### INSTRUCTIONS TO FOLLOW:
List every line in the data that contains the word "center".

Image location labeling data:
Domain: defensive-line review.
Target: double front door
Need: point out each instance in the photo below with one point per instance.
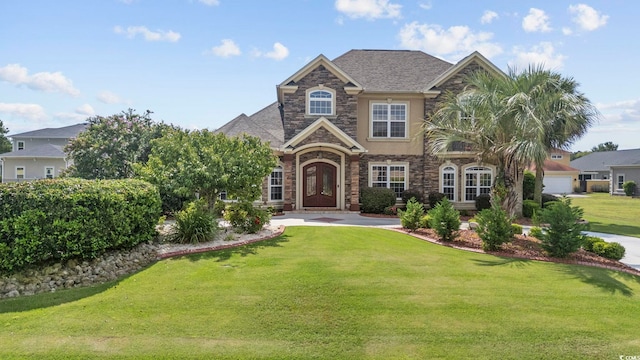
(319, 185)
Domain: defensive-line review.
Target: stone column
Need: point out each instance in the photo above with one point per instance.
(355, 183)
(289, 199)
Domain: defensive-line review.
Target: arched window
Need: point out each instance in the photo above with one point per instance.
(478, 180)
(320, 102)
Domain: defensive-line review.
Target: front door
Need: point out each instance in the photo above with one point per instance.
(319, 185)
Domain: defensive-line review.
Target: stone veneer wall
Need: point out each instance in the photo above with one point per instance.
(295, 104)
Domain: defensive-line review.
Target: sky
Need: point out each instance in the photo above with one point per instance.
(200, 63)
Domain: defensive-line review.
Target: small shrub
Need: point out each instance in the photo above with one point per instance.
(445, 220)
(629, 187)
(435, 198)
(536, 232)
(494, 227)
(529, 208)
(516, 229)
(408, 194)
(375, 199)
(244, 217)
(564, 233)
(195, 224)
(411, 217)
(483, 201)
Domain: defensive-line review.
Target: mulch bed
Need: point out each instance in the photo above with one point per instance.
(522, 247)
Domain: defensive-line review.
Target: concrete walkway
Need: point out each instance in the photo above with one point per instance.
(631, 244)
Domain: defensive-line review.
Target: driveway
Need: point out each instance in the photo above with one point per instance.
(631, 244)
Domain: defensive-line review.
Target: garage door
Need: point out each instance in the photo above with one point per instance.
(557, 185)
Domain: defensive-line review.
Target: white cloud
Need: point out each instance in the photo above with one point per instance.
(455, 42)
(27, 111)
(108, 97)
(369, 9)
(227, 49)
(541, 54)
(587, 18)
(279, 52)
(536, 21)
(148, 35)
(488, 16)
(43, 81)
(210, 2)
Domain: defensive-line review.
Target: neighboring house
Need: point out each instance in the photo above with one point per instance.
(559, 176)
(38, 154)
(608, 168)
(344, 124)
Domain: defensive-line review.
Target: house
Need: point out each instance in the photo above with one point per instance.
(340, 125)
(608, 170)
(38, 154)
(559, 176)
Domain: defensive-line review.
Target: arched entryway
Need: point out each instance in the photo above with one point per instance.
(319, 181)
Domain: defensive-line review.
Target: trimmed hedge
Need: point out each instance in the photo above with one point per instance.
(61, 219)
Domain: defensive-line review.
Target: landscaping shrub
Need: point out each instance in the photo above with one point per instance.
(244, 217)
(629, 187)
(411, 217)
(483, 201)
(529, 208)
(408, 194)
(435, 198)
(445, 220)
(563, 232)
(195, 224)
(375, 199)
(61, 219)
(494, 227)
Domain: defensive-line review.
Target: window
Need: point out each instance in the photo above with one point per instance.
(478, 181)
(448, 182)
(389, 120)
(320, 103)
(275, 184)
(620, 181)
(390, 176)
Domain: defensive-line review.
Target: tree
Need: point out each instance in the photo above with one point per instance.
(510, 121)
(5, 144)
(110, 146)
(183, 163)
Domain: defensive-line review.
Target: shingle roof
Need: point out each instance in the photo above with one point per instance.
(602, 160)
(47, 150)
(265, 124)
(65, 132)
(391, 70)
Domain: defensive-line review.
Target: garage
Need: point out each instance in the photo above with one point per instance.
(557, 185)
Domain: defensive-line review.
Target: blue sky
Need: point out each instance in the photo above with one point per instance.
(200, 63)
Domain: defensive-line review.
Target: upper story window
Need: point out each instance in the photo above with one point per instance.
(389, 120)
(320, 102)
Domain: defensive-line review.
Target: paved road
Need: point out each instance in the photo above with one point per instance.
(631, 244)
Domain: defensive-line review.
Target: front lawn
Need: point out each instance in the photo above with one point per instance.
(611, 214)
(335, 293)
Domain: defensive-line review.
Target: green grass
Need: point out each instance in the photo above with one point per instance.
(335, 293)
(611, 214)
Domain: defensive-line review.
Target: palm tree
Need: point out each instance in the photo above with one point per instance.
(510, 121)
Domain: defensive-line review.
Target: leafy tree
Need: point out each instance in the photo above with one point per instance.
(110, 146)
(183, 163)
(5, 144)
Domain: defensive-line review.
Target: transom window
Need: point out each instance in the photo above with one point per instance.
(393, 177)
(389, 120)
(478, 180)
(275, 184)
(320, 102)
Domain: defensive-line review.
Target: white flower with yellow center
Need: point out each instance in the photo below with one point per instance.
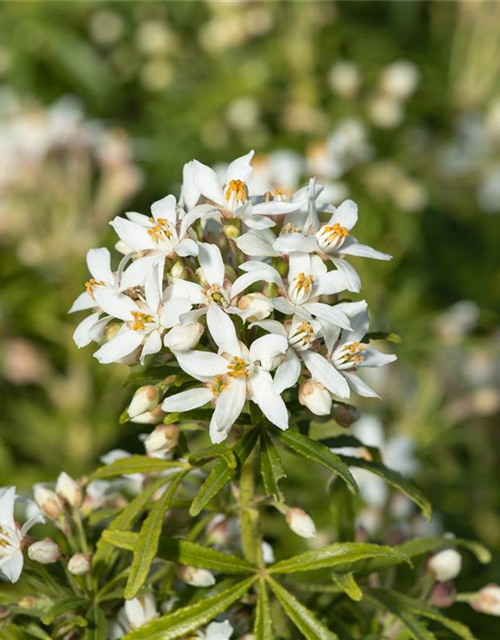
(12, 536)
(230, 376)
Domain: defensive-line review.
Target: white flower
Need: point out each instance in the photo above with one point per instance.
(230, 376)
(12, 536)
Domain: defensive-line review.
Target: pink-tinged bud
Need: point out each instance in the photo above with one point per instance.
(445, 565)
(44, 551)
(301, 523)
(315, 397)
(183, 338)
(488, 600)
(345, 416)
(69, 490)
(145, 399)
(256, 306)
(49, 502)
(79, 564)
(194, 576)
(163, 438)
(149, 417)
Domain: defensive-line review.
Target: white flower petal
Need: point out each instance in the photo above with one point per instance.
(222, 330)
(187, 400)
(271, 404)
(324, 372)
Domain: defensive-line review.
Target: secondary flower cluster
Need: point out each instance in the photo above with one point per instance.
(241, 290)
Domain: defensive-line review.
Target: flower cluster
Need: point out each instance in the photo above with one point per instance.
(242, 291)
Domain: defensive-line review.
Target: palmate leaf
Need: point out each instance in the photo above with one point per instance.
(222, 473)
(395, 479)
(316, 451)
(135, 464)
(305, 621)
(149, 537)
(271, 467)
(339, 553)
(263, 626)
(188, 619)
(408, 609)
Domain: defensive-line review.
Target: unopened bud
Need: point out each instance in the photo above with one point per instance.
(149, 417)
(315, 397)
(183, 338)
(445, 565)
(145, 399)
(44, 551)
(48, 501)
(69, 490)
(256, 306)
(345, 416)
(163, 438)
(301, 523)
(79, 564)
(488, 600)
(194, 576)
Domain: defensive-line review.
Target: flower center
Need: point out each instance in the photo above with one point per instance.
(91, 285)
(236, 192)
(331, 237)
(349, 355)
(140, 320)
(160, 231)
(237, 368)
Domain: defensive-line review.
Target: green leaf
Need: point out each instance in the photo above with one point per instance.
(222, 473)
(97, 627)
(135, 464)
(271, 467)
(395, 479)
(335, 554)
(149, 537)
(64, 606)
(348, 584)
(305, 621)
(393, 600)
(318, 452)
(263, 626)
(192, 617)
(215, 451)
(197, 555)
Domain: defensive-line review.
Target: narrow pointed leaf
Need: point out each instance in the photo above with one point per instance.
(271, 467)
(222, 473)
(349, 586)
(188, 619)
(147, 544)
(396, 480)
(305, 621)
(339, 553)
(318, 452)
(135, 464)
(263, 626)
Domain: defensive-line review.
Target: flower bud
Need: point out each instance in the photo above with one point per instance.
(69, 490)
(44, 551)
(301, 523)
(48, 501)
(445, 565)
(315, 397)
(256, 306)
(149, 417)
(163, 438)
(183, 338)
(79, 564)
(194, 576)
(488, 600)
(145, 399)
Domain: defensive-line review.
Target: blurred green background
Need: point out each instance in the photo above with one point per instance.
(393, 103)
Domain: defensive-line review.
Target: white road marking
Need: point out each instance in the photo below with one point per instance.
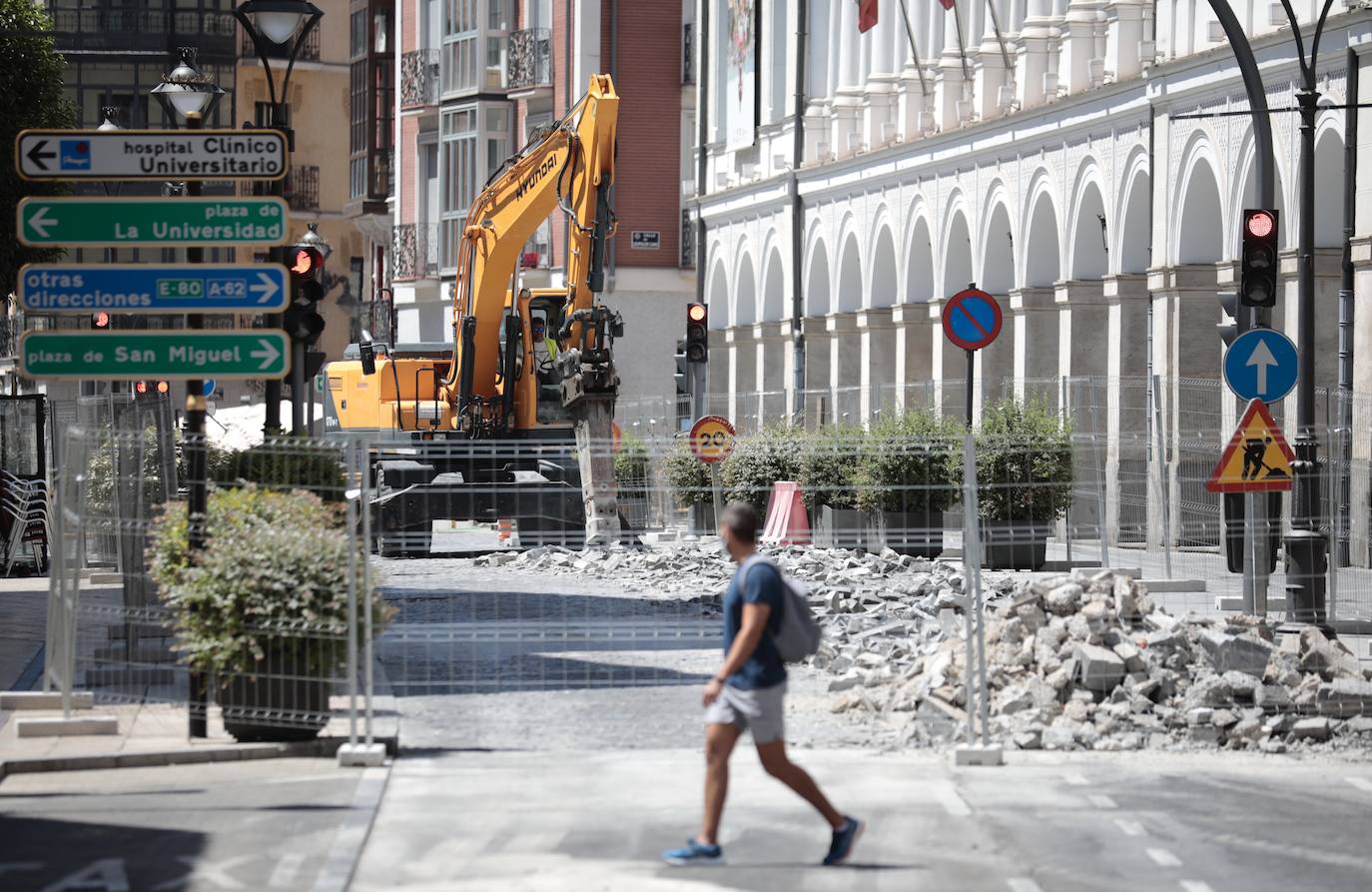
(1363, 784)
(1163, 858)
(216, 872)
(283, 876)
(953, 803)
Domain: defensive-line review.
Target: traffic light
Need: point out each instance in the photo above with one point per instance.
(1228, 324)
(300, 320)
(697, 335)
(1258, 261)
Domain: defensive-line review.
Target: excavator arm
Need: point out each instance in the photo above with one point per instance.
(569, 168)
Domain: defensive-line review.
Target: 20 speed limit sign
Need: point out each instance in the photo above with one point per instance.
(712, 438)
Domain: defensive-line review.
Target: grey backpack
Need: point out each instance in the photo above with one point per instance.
(799, 633)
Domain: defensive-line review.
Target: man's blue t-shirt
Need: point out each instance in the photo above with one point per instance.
(759, 582)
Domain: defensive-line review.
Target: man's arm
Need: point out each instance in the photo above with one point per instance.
(751, 628)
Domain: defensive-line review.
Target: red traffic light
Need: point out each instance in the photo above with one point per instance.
(305, 261)
(1260, 224)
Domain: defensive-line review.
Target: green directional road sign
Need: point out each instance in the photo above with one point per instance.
(260, 353)
(151, 221)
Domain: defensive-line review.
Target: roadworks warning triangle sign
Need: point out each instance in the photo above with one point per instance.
(1257, 458)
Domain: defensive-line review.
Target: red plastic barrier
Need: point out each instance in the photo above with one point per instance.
(786, 520)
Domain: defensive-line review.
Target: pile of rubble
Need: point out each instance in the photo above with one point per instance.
(1086, 661)
(1073, 661)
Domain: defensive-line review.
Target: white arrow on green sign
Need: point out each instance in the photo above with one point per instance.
(166, 355)
(151, 221)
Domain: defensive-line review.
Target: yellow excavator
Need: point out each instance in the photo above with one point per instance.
(512, 421)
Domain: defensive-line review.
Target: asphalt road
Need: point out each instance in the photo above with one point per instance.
(249, 825)
(1139, 822)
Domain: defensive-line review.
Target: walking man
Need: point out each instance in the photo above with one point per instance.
(747, 693)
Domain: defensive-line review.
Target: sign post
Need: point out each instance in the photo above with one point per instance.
(151, 221)
(151, 155)
(712, 440)
(972, 320)
(1261, 364)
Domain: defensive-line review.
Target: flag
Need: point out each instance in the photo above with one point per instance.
(866, 15)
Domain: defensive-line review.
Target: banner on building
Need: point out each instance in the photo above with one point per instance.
(740, 106)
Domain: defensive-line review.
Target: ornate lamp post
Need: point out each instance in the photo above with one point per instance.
(267, 24)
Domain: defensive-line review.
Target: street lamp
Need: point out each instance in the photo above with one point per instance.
(187, 92)
(274, 22)
(190, 94)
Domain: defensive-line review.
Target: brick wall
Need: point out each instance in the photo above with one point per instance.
(648, 77)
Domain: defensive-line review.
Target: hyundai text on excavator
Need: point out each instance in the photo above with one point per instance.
(512, 421)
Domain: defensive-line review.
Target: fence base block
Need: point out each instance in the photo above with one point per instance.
(361, 755)
(84, 726)
(44, 700)
(979, 756)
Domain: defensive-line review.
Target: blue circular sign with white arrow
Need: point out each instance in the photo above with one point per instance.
(1261, 364)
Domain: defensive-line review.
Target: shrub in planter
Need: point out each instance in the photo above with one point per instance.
(759, 461)
(1024, 480)
(829, 462)
(631, 477)
(907, 477)
(689, 481)
(264, 605)
(283, 462)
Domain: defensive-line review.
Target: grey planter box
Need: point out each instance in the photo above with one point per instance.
(914, 532)
(701, 520)
(840, 527)
(1015, 543)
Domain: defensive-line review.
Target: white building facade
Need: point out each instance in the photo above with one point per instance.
(1080, 161)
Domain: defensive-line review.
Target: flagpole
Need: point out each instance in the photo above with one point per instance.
(914, 50)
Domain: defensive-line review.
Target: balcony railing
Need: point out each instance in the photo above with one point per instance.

### COMPLETE ANSWER:
Target: white flower with yellow center
Target: flower center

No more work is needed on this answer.